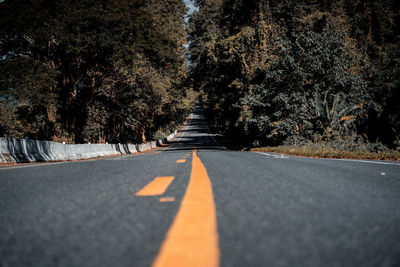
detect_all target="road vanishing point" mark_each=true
[0,106,400,267]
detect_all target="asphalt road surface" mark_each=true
[0,107,400,267]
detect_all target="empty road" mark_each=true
[0,107,400,267]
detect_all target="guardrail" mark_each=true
[0,131,177,163]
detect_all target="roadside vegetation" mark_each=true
[0,0,195,143]
[0,0,400,159]
[189,0,400,159]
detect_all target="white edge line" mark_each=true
[255,151,400,166]
[316,158,400,166]
[254,151,289,159]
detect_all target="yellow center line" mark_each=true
[135,176,174,196]
[152,151,220,267]
[159,197,175,203]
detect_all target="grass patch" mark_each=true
[251,143,400,161]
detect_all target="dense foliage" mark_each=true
[189,0,400,147]
[0,0,191,143]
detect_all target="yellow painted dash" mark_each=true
[135,176,175,196]
[152,152,220,267]
[159,197,175,202]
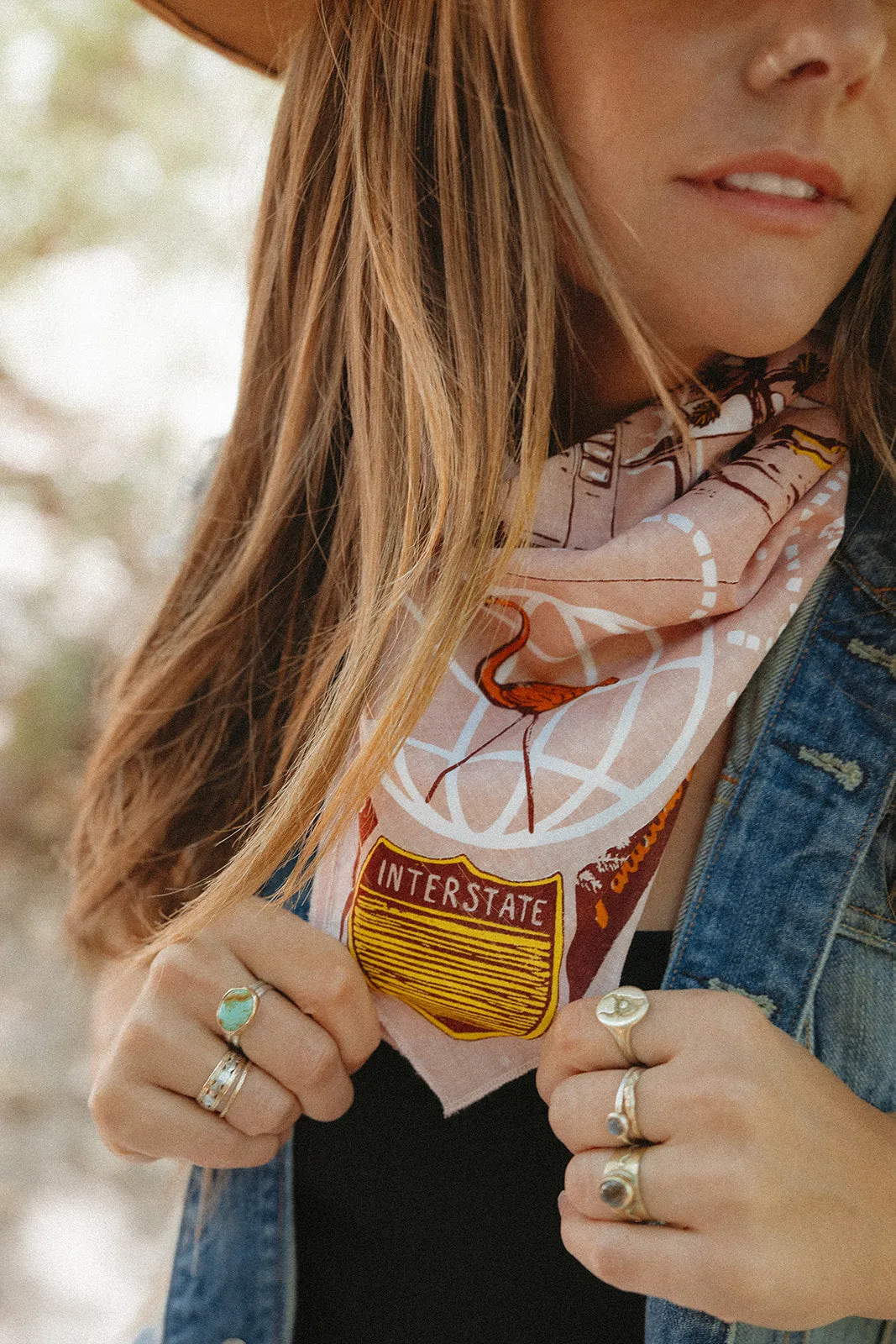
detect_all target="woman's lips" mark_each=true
[676,177,845,237]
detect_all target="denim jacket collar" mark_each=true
[157,453,896,1344]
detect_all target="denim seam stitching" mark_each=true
[672,587,837,974]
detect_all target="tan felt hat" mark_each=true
[139,0,314,76]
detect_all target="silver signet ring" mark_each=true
[596,985,650,1064]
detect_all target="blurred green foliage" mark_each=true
[0,0,280,853]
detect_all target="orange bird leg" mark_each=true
[425,715,524,802]
[522,715,535,835]
[426,596,619,835]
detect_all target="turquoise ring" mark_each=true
[215,979,271,1050]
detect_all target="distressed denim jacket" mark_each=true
[134,453,896,1344]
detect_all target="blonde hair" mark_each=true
[65,0,896,961]
[65,0,896,1242]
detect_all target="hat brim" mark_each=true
[131,0,314,76]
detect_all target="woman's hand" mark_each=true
[537,990,896,1331]
[90,896,380,1168]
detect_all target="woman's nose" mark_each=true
[747,0,889,98]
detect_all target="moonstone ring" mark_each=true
[215,979,271,1050]
[595,985,650,1064]
[600,1144,654,1223]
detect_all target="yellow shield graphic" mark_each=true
[348,837,563,1040]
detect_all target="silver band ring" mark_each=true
[607,1064,647,1144]
[596,985,650,1064]
[196,1050,249,1117]
[600,1144,652,1223]
[215,979,273,1050]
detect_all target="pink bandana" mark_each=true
[312,333,847,1114]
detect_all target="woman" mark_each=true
[67,0,896,1344]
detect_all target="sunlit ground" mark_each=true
[0,0,278,1344]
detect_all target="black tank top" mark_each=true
[294,932,672,1344]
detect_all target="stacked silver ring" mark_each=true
[607,1064,647,1144]
[196,1050,249,1118]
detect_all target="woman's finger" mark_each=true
[125,996,302,1152]
[103,1086,289,1168]
[564,1142,747,1231]
[536,990,773,1104]
[228,896,381,1073]
[563,1144,682,1227]
[560,1199,710,1310]
[548,1064,673,1153]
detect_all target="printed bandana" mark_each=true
[311,333,847,1114]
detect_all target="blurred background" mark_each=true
[0,0,280,1344]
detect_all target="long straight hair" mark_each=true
[65,0,896,959]
[65,0,896,1236]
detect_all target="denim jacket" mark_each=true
[134,453,896,1344]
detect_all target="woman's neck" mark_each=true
[558,285,715,448]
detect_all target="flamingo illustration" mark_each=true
[426,596,619,835]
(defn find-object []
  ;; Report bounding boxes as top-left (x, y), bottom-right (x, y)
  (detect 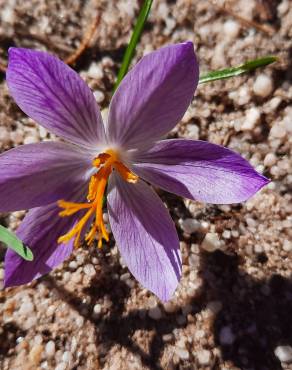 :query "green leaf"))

top-left (0, 225), bottom-right (33, 261)
top-left (114, 0), bottom-right (152, 91)
top-left (199, 56), bottom-right (278, 84)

GIVEN REQUEST:
Copy the entries word for word, from the very first one down to and including the line containing "[0,0,280,853]", leaving out the pictures.

FINISHED TASK:
detect_all target="road vanishing point" mark_each=true
[0,106,400,267]
detect_all target="asphalt road surface" mark_each=true
[0,107,400,267]
detect_all target="empty road" mark_each=true
[0,107,400,267]
detect_all target="guardrail" mark_each=true
[0,131,177,163]
detect_all target="roadside vegetation" mark_each=true
[0,0,195,143]
[0,0,400,159]
[189,0,400,159]
detect_all target="white edge line" mark_each=true
[255,151,400,166]
[316,158,400,166]
[254,151,289,159]
detect_all target="yellow center line" mark_each=true
[135,176,174,196]
[152,151,220,267]
[159,197,175,203]
detect_all target="grass patch" mark_each=true
[251,143,400,161]
detect_all target="dense foliage" mark_each=true
[189,0,400,147]
[0,0,191,143]
detect_all target="yellow painted dash" mark_each=true
[135,176,175,196]
[152,152,220,267]
[159,197,175,202]
detect_all target="woman's lips" mark_each=true
[676,177,845,237]
detect_all target="denim jacket collar" mark_each=true
[157,453,896,1344]
detect_all target="denim seam stitching" mark_each=true
[672,587,837,974]
detect_all target="tan felt hat" mark_each=true
[139,0,314,76]
detect_all target="silver signet ring" mark_each=true
[596,985,650,1064]
detect_all target="blurred green foliage" mark_each=true
[0,0,280,853]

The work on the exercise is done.